§ **KUTIPAN**:
* * * * *
Mohon tunggu...
KOMENTAR
Politik Pilihan

Polemik UU Pilkada dan Tiga Kemungkinan saat Pendaftaran Calon

23 Agustus 2024   06:47 Diperbarui: 23 Agustus 2024   06:54 84 9



Kini tengah terjadi polemik terkait UU Pilkada. Pertarungannya antara MK melawan DPR. Rakyat banyak protes ke jalan, meminta agar DPR mematuhi putusan MK. Ada tiga kemungkinan yang terjadi saat pendaftaran kandidat di tengah dinamika saat ini.

Sebelum ditulis tentang tiga kemungkinan itu, akan ditulis terlebih dahulu tentang cerita singkat hingga polemik ini terjadi.

DPR adalah pembuat UU. Tentu saja pemerintah ikut di dalamnya. Jika ada pasal dalam UU hasil buatan mereka dinilai bermasalah atau bertentangan dengan UUD 1945, maka warga negara bisa mengajukannya ke MK. MK akan memutuskan apakah pasal yang dibuat DPR dibantu pemerintah itu benar atau salah. Mekanisme di MK itu bernama uji materi atau bahasa lainnya judicial review.

Lalu, ada sekelompok masyarakat dalam hal ini parpol yaitu Partai Buruh dan Partai Gelora mengajukan uji materi UU Pilkada. Dua parpol itu meminta agar MK membolehkan parpol tak punya kursi di DPRD mengusung calon di Pilkada.

Lalu, putusan MK adalah mengubah syarat pencalonan dari sisi parpol. Sebelumnya syarat parpol atau gabungan parpol mengusung calon kepala daerah adalah memiliki minimal 20 persen kursi di DPRD.
* * * * *
§ **PETUNJUK**:
• A. Dalam kutipan tentang UU Pilkada, partai politik mana saja yang mengajukan uji materi UU Pilkada?
• B. Tuliskan kembali dengan persis bagian kutipan tentang UU Pilkada yang dimulai dari "Kini tengah terjadi" dan berlanjut sampai "lainnya judicial review.".
Baris-baris data tidak ada hubungannya dengan kutipan tentang UU Pilkada ini.
* * * * *
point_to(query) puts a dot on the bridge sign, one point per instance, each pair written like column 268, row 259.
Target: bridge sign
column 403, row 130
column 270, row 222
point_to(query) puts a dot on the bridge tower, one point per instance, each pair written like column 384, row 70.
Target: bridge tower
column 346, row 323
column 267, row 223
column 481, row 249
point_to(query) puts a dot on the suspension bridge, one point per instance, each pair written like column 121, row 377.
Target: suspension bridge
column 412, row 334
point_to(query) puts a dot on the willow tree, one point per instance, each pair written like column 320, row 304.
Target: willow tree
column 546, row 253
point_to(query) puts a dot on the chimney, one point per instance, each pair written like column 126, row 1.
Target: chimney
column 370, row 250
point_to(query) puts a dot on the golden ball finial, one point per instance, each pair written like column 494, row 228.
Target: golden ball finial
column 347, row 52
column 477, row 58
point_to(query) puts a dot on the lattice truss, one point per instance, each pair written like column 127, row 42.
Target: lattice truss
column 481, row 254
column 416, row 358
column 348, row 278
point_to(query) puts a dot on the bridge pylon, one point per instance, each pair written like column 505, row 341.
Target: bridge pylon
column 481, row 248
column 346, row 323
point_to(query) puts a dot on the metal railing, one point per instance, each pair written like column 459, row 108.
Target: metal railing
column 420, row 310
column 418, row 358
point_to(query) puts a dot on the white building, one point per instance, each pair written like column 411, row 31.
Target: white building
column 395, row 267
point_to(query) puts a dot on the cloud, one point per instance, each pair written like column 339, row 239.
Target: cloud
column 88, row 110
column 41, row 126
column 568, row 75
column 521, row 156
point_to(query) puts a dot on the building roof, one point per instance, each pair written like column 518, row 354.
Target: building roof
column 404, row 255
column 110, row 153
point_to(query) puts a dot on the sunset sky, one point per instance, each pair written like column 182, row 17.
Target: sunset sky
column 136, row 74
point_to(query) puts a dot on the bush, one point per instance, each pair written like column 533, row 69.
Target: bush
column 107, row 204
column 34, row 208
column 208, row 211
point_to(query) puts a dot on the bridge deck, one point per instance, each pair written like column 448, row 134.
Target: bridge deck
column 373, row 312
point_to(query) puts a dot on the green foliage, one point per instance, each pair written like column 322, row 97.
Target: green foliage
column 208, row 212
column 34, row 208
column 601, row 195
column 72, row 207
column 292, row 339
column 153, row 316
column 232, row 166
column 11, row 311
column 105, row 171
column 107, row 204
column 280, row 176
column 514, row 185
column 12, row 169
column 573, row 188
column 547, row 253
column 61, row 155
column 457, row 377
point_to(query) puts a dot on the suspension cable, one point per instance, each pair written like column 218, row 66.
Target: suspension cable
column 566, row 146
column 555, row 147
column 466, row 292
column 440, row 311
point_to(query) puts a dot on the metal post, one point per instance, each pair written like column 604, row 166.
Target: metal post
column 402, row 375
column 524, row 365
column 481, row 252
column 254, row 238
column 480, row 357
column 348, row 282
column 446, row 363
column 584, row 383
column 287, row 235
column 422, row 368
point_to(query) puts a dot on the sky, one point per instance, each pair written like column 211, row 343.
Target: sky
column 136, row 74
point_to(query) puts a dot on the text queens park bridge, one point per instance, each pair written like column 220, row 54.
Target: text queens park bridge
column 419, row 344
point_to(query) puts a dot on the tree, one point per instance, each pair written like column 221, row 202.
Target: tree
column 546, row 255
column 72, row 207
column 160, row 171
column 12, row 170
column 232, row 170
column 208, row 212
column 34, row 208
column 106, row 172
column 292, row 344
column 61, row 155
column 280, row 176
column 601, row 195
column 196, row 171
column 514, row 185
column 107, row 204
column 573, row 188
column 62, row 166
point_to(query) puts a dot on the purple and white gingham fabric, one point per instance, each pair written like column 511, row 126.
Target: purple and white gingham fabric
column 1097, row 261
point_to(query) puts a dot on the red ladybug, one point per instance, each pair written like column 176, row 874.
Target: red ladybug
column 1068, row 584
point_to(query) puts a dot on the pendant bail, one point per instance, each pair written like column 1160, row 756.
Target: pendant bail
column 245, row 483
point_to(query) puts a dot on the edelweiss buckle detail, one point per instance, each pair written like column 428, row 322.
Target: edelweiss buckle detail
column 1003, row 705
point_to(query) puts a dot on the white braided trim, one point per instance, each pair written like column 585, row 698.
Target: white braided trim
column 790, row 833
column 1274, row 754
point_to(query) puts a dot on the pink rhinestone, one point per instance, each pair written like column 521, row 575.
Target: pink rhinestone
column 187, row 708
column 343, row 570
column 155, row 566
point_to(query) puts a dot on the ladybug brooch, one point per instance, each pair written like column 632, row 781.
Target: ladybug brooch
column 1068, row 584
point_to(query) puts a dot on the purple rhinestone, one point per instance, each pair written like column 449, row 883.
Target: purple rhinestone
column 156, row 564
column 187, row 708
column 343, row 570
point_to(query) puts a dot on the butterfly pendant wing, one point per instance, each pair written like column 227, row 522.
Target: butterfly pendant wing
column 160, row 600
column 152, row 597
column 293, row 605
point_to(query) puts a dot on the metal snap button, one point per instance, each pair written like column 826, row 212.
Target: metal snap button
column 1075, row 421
* * * * *
§ **PEMBAHASAN SOAL**:
• A. Partai Buruh dan Partai Gelora.

• B.
Kini tengah terjadi polemik terkait UU Pilkada. Pertarungannya antara MK melawan DPR. Rakyat banyak protes ke jalan, meminta agar DPR mematuhi putusan MK. Ada tiga kemungkinan yang terjadi saat pendaftaran kandidat di tengah dinamika saat ini.

Sebelum ditulis tentang tiga kemungkinan itu, akan ditulis terlebih dahulu tentang cerita singkat hingga polemik ini terjadi.

DPR adalah pembuat UU. Tentu saja pemerintah ikut di dalamnya. Jika ada pasal dalam UU hasil buatan mereka dinilai bermasalah atau bertentangan dengan UUD 1945, maka warga negara bisa mengajukannya ke MK. MK akan memutuskan apakah pasal yang dibuat DPR dibantu pemerintah itu benar atau salah. Mekanisme di MK itu bernama uji materi atau bahasa lainnya judicial review.